[Entries contained in a dataset]
◇ ◇ ◇ ◇

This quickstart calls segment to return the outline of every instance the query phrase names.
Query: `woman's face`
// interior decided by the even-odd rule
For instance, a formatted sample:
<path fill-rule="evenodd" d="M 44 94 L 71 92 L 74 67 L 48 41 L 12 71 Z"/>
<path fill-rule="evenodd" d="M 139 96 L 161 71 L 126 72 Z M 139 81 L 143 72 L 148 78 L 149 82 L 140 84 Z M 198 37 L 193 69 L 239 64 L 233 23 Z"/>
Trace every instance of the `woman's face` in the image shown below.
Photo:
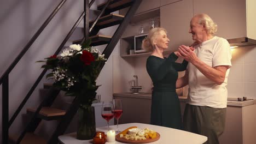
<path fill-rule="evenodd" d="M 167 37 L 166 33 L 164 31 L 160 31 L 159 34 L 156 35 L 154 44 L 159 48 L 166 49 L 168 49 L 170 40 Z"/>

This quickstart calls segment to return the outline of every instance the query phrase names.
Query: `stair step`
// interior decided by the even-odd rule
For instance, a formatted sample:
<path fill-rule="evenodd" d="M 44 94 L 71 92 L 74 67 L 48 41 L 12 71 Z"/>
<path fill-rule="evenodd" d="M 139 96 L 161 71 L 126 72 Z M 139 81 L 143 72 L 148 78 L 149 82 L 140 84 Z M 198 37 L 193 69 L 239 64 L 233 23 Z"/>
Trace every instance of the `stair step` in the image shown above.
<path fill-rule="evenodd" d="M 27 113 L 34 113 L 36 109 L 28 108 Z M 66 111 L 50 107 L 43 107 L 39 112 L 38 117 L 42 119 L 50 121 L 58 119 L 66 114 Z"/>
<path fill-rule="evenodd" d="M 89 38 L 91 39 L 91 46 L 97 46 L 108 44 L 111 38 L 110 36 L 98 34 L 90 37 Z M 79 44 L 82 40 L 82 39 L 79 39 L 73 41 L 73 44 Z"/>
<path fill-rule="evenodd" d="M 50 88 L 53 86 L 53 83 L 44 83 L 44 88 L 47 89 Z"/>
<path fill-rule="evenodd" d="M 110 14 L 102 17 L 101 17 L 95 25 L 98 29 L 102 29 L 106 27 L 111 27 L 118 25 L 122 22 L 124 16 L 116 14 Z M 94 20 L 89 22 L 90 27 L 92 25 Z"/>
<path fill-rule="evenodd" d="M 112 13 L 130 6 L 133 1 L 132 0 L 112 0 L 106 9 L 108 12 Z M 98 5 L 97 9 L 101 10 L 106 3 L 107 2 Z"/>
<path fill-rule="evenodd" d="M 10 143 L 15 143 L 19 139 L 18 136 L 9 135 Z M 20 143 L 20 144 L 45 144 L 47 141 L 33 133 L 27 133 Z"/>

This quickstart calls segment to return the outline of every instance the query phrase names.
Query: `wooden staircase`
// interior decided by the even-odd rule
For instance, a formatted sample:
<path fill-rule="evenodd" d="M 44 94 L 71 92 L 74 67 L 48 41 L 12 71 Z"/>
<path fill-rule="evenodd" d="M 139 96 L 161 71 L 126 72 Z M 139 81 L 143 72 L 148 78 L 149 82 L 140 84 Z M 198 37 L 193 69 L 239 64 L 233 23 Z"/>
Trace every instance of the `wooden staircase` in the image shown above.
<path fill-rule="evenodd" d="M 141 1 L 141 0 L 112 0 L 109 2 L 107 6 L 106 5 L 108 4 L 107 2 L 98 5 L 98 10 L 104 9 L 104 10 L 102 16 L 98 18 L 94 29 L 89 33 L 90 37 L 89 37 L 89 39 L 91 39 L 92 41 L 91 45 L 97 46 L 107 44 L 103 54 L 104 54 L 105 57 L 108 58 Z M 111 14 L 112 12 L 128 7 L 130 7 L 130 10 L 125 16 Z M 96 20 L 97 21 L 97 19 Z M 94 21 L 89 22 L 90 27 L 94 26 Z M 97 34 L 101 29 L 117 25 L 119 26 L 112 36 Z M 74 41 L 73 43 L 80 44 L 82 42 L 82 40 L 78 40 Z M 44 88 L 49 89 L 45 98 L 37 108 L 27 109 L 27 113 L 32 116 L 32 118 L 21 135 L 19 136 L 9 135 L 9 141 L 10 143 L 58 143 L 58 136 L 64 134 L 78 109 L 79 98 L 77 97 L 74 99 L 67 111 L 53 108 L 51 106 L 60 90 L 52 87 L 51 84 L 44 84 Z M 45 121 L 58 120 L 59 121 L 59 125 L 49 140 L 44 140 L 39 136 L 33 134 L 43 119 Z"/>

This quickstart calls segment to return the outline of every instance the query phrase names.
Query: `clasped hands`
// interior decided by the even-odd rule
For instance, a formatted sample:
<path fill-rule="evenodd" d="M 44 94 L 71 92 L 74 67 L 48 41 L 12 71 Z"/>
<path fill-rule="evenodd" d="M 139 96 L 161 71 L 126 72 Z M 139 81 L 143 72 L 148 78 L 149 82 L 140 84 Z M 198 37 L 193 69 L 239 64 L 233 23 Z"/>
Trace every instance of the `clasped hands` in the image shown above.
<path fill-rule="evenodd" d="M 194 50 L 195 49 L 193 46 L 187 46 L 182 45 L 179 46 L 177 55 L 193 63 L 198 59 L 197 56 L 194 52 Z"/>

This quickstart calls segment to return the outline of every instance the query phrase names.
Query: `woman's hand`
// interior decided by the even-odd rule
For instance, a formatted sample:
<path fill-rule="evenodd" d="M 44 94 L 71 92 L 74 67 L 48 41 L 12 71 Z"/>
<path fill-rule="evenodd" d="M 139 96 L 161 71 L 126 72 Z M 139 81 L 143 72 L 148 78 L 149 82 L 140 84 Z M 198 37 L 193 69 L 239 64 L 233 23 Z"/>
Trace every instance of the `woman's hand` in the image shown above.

◇ ◇ ◇ ◇

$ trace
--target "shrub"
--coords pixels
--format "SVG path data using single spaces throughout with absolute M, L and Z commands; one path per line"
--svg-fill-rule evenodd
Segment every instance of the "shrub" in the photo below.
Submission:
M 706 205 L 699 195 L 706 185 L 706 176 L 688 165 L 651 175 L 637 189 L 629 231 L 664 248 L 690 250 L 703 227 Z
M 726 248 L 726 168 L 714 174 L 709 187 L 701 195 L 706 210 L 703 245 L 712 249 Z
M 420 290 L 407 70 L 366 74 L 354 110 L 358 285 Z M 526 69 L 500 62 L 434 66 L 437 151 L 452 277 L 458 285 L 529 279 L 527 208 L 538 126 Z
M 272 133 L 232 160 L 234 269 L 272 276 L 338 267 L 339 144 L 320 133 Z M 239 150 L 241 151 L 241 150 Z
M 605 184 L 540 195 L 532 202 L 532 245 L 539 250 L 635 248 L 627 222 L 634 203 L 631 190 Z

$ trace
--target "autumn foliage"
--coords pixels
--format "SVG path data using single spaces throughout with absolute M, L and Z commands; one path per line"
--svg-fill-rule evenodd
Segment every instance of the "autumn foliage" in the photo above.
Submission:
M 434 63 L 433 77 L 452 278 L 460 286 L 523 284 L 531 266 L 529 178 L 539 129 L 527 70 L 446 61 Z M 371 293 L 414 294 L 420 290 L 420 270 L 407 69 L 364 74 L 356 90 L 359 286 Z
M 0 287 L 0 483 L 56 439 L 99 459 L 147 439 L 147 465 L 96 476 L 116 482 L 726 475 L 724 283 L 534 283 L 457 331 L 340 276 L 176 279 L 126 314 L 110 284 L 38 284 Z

◇ ◇ ◇ ◇

# TO BE DONE:
How many lines of the entries above contain the string "wooden"? Case counts. Reply with the number only.

# COMPLETE OUTPUT:
2